Problem:
Put each line from the start of the entries through the line containing "[[392, 86]]" into a JSON list of strings, one string per line, skipping blank lines. Leave out the pictures.

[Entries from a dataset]
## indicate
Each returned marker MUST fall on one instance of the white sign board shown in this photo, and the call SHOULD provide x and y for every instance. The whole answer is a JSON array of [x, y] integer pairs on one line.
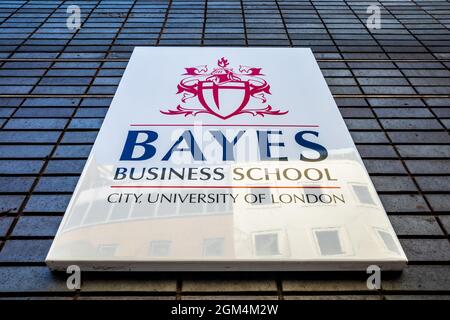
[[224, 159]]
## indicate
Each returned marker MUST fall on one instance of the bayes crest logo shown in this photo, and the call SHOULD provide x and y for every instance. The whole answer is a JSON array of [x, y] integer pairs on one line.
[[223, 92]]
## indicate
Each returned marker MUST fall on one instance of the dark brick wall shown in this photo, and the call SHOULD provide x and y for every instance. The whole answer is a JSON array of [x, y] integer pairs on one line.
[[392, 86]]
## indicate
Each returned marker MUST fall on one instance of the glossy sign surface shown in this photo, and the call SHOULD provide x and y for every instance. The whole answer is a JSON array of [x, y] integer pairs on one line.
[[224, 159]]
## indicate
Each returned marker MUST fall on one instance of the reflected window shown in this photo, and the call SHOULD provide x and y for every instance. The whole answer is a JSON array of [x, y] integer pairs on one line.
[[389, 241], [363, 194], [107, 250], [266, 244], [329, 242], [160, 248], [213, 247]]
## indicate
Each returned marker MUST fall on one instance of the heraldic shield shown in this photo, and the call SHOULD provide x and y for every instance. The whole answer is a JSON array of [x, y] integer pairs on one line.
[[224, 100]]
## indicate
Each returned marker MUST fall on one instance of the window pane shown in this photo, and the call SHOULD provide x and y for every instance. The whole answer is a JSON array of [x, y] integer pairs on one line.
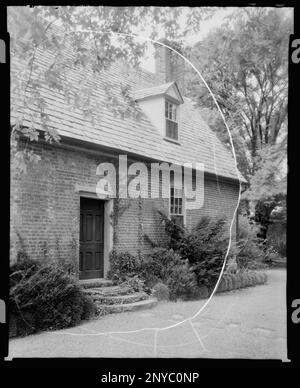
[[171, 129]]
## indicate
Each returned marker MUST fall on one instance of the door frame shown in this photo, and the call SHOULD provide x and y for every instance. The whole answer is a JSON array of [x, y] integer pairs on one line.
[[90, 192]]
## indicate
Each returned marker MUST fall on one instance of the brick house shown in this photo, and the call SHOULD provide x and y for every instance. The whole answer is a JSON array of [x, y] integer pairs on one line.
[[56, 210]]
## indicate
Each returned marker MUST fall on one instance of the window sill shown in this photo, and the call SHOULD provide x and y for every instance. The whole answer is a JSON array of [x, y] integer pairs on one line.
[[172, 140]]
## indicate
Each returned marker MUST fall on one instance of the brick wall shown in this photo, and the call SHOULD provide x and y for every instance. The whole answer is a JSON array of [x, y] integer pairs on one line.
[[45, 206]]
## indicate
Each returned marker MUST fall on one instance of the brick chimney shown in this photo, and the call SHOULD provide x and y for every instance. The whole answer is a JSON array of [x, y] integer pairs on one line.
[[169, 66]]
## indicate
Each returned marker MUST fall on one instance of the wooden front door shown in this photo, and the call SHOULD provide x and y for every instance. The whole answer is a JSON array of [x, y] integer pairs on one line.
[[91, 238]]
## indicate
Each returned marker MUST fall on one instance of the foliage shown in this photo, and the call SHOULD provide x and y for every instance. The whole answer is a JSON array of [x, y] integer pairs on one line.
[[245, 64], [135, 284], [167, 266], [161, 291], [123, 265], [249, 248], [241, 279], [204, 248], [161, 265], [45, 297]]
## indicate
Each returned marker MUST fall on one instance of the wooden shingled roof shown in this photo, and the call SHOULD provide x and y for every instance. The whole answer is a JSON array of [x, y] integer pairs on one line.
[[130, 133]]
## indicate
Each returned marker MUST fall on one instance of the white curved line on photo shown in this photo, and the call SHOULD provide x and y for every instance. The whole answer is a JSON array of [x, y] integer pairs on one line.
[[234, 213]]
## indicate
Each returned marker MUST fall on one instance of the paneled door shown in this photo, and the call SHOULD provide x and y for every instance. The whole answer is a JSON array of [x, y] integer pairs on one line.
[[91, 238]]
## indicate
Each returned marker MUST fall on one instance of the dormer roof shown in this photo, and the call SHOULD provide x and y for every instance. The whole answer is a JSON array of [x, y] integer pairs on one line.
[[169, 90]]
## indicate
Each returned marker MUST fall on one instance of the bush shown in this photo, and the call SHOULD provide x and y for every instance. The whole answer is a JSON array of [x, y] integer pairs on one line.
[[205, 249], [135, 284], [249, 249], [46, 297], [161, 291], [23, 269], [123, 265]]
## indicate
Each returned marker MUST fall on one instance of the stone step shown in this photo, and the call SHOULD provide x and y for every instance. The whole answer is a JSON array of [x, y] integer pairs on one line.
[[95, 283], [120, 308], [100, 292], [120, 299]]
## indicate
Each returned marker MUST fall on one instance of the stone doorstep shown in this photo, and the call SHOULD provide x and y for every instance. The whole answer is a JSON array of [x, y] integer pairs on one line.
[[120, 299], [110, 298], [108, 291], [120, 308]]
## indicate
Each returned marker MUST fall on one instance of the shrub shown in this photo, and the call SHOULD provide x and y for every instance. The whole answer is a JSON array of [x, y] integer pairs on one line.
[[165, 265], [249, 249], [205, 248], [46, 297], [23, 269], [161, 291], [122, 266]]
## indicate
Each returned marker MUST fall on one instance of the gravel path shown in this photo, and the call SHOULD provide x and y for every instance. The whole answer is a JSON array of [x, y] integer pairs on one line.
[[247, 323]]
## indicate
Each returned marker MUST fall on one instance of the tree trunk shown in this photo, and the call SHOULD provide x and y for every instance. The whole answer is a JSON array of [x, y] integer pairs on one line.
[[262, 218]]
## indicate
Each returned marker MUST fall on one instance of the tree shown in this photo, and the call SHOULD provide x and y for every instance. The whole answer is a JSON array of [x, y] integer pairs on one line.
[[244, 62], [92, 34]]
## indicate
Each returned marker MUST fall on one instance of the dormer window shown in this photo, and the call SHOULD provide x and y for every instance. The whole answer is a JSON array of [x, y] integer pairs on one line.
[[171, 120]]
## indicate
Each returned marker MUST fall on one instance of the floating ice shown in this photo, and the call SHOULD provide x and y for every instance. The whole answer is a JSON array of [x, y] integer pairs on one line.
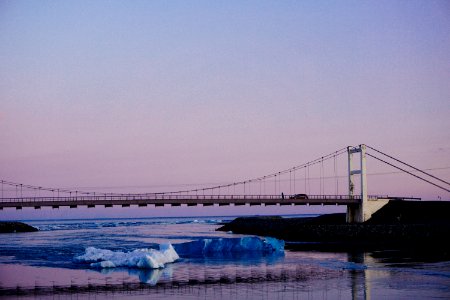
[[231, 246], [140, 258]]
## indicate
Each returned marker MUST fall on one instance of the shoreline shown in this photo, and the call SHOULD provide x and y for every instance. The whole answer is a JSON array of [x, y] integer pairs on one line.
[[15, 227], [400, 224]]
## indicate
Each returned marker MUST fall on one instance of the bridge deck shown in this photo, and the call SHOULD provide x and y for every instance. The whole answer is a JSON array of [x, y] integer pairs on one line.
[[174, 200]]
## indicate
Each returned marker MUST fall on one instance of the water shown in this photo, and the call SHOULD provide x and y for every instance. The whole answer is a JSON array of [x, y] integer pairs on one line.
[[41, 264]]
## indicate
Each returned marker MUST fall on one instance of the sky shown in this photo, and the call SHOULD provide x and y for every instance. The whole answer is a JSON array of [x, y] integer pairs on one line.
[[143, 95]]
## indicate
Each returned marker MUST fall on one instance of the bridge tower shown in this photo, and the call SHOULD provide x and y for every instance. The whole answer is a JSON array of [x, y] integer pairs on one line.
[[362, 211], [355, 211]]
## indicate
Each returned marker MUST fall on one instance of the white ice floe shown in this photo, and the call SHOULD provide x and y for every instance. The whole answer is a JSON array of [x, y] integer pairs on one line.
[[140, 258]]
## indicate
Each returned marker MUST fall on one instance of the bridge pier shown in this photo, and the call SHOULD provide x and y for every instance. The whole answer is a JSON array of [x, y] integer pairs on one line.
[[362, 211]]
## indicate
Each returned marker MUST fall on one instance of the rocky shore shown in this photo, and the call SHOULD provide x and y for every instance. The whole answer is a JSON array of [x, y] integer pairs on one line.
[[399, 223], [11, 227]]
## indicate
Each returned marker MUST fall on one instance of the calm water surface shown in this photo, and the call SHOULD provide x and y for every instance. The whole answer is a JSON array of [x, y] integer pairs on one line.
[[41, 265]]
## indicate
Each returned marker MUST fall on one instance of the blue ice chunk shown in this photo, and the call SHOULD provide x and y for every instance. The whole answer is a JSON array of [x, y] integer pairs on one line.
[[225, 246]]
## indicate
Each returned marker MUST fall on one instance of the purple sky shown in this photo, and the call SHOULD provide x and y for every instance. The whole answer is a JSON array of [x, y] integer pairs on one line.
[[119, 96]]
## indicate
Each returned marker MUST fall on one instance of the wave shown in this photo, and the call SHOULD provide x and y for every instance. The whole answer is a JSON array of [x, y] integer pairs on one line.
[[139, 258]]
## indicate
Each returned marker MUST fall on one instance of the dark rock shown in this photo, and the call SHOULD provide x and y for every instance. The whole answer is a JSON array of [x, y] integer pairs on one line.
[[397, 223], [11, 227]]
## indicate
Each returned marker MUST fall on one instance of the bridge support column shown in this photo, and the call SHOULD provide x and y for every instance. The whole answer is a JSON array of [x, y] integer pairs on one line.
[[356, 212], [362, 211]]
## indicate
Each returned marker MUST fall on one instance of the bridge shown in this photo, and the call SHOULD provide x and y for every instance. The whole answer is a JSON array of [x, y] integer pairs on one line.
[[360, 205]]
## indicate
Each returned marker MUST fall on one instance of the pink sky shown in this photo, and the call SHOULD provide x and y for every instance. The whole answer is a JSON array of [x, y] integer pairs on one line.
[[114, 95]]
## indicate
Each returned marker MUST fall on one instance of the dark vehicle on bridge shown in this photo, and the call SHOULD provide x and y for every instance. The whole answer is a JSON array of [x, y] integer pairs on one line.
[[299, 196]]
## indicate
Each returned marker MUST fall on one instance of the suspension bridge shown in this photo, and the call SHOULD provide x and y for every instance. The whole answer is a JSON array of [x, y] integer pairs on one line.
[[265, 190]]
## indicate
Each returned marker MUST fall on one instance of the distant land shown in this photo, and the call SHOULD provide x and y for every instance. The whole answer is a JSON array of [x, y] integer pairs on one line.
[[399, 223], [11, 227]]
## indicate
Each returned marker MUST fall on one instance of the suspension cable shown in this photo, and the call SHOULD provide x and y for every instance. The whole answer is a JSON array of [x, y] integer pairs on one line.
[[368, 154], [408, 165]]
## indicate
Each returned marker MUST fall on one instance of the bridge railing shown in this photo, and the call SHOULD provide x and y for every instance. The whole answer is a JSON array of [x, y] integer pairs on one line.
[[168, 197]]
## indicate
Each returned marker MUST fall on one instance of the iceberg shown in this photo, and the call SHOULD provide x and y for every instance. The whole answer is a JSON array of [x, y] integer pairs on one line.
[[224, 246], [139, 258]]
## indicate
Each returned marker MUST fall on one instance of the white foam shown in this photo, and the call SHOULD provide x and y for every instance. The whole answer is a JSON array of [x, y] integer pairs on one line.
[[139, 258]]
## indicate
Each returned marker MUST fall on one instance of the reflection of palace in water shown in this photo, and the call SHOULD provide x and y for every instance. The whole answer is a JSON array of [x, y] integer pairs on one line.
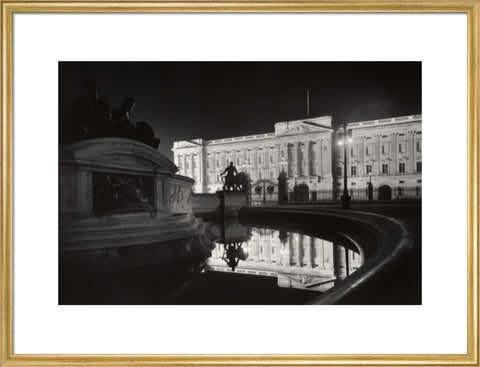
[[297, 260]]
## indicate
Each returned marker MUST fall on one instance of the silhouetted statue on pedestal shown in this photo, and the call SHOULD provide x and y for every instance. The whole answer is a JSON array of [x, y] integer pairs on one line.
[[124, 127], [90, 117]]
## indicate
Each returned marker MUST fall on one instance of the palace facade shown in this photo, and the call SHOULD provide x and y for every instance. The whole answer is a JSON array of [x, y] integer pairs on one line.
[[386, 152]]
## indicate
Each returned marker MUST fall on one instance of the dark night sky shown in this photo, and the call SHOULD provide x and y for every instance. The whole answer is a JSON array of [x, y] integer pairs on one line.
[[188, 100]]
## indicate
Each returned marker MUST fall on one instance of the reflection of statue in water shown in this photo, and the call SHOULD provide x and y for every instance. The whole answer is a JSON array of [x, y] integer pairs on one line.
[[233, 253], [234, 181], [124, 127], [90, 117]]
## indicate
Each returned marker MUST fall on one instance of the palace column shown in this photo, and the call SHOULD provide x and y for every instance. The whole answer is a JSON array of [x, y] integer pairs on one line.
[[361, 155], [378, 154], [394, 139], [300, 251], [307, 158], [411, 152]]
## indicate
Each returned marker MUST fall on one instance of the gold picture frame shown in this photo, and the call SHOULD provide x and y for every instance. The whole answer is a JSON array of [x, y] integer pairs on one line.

Exercise result:
[
  "## indicate",
  "Each returned marker MUST fall on one instance of the white sign board shown in this photo, and the call SHOULD provide x and y for every instance. The whole answer is a JSON array of [x, y] integer pairs on one line.",
  "[[224, 159]]",
  "## indicate",
  "Each returned marker MUST fall on one instance of the bayes crest logo shown in this photo, and the call SHOULD provide x and y for every instance. The whole answer is a JSON array of [x, y] integer pairs on one line.",
  "[[223, 92]]",
  "## indicate",
  "Each returned marker MUST fall on one instance of the dark brick wall shown in this photo, and the call SHOULD provide x and y for every instance. The whole answer is a JSON array of [x, y] integer pairs on one line.",
  "[[392, 86]]"
]